INFORMATION SHOWN ▸
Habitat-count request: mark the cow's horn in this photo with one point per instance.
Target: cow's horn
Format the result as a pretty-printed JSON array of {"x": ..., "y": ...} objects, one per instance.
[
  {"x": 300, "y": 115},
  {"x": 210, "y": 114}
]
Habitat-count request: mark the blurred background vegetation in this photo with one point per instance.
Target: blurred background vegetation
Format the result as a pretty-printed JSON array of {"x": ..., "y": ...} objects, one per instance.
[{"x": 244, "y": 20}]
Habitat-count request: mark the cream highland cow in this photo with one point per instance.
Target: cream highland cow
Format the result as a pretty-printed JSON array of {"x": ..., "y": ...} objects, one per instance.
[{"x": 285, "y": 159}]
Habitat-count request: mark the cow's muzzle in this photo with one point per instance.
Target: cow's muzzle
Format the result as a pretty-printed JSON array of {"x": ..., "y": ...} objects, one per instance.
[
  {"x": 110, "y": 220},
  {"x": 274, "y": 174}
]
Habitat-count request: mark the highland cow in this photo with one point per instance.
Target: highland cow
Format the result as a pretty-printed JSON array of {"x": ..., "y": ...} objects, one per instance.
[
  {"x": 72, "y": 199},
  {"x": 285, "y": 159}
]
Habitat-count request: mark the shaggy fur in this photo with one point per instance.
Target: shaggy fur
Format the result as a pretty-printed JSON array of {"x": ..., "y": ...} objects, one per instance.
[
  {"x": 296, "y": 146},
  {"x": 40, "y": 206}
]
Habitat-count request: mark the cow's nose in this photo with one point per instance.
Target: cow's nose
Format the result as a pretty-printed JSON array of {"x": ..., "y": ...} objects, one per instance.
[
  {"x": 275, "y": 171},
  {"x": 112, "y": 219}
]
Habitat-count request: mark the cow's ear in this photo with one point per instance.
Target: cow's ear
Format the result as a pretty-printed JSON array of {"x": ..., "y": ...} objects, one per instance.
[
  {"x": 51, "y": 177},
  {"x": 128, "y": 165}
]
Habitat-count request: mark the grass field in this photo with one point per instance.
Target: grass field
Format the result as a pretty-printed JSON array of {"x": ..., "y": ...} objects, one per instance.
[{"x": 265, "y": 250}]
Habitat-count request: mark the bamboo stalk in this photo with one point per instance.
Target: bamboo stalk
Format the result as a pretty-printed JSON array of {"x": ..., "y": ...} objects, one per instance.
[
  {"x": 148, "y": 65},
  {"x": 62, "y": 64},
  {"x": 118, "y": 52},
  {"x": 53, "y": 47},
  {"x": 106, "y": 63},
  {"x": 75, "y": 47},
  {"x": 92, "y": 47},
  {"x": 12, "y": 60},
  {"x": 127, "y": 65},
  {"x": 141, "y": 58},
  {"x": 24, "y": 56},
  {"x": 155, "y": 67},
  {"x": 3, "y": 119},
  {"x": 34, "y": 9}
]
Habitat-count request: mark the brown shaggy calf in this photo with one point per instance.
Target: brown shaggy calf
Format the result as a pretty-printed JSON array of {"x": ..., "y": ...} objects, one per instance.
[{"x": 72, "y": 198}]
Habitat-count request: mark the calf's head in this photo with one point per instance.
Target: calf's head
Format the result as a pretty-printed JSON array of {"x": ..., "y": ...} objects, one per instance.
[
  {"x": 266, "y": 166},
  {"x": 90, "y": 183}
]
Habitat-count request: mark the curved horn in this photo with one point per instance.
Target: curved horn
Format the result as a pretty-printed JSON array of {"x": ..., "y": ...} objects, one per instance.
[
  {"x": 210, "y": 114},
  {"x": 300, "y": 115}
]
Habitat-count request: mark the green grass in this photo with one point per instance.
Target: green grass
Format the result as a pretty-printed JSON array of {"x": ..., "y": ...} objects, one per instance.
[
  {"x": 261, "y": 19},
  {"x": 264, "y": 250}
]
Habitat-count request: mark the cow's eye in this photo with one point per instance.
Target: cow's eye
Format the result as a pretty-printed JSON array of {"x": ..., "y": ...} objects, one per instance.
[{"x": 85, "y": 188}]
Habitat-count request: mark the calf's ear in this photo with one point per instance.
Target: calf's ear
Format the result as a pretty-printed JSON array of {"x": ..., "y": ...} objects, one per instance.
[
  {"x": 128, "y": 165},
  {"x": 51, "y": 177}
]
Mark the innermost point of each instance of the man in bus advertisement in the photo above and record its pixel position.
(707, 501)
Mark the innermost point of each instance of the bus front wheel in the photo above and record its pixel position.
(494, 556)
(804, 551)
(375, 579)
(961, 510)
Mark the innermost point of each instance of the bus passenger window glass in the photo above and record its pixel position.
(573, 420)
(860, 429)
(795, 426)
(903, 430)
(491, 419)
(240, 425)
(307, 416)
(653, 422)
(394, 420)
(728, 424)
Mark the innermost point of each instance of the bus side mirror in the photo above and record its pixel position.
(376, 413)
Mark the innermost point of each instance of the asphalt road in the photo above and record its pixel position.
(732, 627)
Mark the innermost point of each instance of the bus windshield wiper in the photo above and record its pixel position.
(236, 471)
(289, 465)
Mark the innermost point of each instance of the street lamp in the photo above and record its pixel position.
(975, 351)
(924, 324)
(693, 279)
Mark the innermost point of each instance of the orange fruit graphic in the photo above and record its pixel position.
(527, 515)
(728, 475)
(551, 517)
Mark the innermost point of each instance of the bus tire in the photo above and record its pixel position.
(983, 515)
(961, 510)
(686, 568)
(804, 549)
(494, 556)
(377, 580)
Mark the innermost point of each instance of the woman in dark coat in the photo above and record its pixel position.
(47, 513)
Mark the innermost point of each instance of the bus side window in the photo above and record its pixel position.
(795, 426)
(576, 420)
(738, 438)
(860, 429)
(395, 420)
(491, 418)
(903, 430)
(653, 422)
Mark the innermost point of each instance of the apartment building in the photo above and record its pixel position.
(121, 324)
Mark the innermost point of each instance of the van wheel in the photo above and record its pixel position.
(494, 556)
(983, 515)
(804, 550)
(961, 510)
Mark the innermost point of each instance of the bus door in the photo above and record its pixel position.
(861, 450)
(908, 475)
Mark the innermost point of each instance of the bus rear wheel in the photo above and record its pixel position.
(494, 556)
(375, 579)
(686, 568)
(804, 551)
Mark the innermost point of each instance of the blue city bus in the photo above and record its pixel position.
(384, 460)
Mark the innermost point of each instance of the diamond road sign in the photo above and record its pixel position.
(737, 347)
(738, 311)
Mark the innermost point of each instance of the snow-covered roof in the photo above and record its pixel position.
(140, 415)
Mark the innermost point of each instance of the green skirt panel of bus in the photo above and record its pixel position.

WHAT IS BEING ASKED ▸ Collect each line above holding the string "green".

WRITTEN ANSWER ▸
Habitat-count request: mark the green grass in this photo with one point per instance.
Target: green grass
Mark the innermost point of each instance of the green skirt panel of bus in the photo above and record its pixel position.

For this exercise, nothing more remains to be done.